(Object detection data)
— Begin —

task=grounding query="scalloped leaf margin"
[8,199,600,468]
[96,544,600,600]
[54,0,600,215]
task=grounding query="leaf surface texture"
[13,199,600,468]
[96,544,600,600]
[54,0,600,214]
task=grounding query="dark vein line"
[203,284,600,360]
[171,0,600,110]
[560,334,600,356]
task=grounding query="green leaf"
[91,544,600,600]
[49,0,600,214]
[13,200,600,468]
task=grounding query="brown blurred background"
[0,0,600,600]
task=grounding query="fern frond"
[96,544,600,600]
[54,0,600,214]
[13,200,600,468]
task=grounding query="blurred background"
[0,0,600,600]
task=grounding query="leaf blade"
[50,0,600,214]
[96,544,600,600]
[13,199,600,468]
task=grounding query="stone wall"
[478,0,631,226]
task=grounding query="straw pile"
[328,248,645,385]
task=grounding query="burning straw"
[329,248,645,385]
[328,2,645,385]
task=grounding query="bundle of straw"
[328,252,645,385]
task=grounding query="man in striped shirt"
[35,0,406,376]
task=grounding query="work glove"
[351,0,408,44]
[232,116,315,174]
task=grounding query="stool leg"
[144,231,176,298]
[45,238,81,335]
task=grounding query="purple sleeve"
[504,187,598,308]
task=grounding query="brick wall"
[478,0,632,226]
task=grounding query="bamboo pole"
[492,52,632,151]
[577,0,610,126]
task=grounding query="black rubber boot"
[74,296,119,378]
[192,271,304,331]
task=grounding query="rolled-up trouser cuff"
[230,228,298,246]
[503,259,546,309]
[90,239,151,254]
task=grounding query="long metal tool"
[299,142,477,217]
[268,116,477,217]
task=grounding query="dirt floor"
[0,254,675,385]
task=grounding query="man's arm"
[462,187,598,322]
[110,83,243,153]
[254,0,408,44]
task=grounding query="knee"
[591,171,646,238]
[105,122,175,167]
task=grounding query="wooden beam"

— End —

_DIRECTIVE_
All of the material above needs to be retyped word for word.

_WRITTEN RESPONSE_
task=grounding query="scalloped leaf margin"
[8,199,600,468]
[96,544,600,600]
[54,0,600,215]
task=grounding query="leaf surface texture"
[13,199,600,468]
[96,544,600,600]
[54,0,600,214]
task=grounding query="dark vein line"
[203,284,600,360]
[171,0,600,110]
[560,334,600,356]
task=grounding query="green leaf"
[91,544,600,600]
[49,0,600,214]
[13,200,600,468]
task=grounding query="brown blurred background"
[0,0,600,600]
task=grounding query="fern frond"
[96,544,600,600]
[54,0,600,214]
[13,200,600,468]
task=grounding query="blurred background"
[0,0,600,600]
task=grounding query="leaf blade"
[50,0,600,214]
[96,544,600,600]
[13,199,600,468]
task=grounding query="stone wall"
[478,0,631,226]
task=grounding query="straw pile"
[328,248,645,385]
task=grounding query="burning straw"
[329,248,645,385]
[328,2,645,385]
task=grounding query="bundle of straw"
[328,252,645,385]
task=grounding query="man in striped shirt"
[35,0,406,376]
task=grounding query="work glove"
[351,0,408,44]
[232,116,315,174]
task=grounding query="stool leg"
[144,231,176,298]
[45,238,81,335]
task=grounding query="purple sleeve"
[504,187,598,308]
task=grounding query="brick wall"
[478,0,632,226]
task=grounding query="bamboo pole"
[492,52,632,151]
[577,0,610,126]
task=grounding query="black rubber boot"
[74,296,119,378]
[192,271,304,331]
task=grounding query="rolled-up trouser cuff"
[230,228,298,246]
[503,259,546,309]
[90,239,151,254]
task=grounding query="long metal tool"
[299,142,477,217]
[268,116,477,217]
task=grounding query="dirt floor"
[0,254,675,385]
task=grounding query="man's arm"
[462,187,598,322]
[110,83,243,153]
[254,0,408,44]
task=grounding query="knee"
[591,171,646,238]
[105,122,175,167]
task=grounding query="wooden beam"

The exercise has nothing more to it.